Entries provided =
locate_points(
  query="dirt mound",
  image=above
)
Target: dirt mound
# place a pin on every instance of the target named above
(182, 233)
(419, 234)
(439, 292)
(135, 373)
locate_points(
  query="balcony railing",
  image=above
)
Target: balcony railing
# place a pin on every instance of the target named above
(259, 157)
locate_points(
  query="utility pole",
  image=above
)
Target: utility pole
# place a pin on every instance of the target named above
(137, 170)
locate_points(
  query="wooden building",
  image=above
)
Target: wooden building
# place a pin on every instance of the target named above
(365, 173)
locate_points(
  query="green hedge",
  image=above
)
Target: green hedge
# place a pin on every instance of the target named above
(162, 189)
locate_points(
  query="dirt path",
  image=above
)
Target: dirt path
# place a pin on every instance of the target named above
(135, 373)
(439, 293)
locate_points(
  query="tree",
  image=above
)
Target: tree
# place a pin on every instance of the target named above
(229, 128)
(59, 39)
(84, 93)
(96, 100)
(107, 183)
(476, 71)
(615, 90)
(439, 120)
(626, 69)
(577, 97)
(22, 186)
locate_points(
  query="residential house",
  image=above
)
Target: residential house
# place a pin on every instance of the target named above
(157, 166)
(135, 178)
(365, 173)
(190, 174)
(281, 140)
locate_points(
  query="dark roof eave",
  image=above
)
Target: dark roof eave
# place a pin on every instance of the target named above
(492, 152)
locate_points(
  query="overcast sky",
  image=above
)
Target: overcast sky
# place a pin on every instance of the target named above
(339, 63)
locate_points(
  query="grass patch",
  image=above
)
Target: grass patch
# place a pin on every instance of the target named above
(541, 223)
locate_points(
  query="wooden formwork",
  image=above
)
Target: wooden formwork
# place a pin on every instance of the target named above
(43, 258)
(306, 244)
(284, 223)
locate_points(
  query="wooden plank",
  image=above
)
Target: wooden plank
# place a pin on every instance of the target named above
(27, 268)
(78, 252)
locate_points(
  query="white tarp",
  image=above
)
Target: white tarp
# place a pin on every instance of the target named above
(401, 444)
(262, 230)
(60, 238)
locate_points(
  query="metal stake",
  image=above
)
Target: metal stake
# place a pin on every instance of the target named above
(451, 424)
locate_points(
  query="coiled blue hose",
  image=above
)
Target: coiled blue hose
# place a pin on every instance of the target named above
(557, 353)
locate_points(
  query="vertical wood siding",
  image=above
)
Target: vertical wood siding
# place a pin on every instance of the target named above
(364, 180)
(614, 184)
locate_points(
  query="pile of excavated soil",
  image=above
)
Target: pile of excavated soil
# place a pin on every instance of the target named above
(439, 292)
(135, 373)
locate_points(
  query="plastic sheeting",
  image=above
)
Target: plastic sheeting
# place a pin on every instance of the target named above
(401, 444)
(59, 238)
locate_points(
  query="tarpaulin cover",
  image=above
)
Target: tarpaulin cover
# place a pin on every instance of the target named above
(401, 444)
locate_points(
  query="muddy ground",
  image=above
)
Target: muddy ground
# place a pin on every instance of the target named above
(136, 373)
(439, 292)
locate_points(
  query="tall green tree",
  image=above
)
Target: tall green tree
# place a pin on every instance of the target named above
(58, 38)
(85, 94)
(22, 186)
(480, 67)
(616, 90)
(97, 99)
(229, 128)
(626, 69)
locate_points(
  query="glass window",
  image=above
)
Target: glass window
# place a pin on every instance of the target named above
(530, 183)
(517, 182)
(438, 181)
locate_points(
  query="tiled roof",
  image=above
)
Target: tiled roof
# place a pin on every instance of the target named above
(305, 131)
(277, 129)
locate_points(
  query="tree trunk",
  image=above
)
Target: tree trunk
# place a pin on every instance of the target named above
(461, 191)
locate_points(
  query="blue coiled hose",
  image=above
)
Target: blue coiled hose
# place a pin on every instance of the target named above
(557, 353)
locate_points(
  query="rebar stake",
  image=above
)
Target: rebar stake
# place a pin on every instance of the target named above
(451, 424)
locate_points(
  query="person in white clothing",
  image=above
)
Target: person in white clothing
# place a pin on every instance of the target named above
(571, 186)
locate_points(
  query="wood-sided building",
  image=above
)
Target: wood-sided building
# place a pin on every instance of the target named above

Task item =
Wherever a line in the data above contains the word "overcast", copy that line.

Expected answer =
  query="overcast sky",
Target: overcast sky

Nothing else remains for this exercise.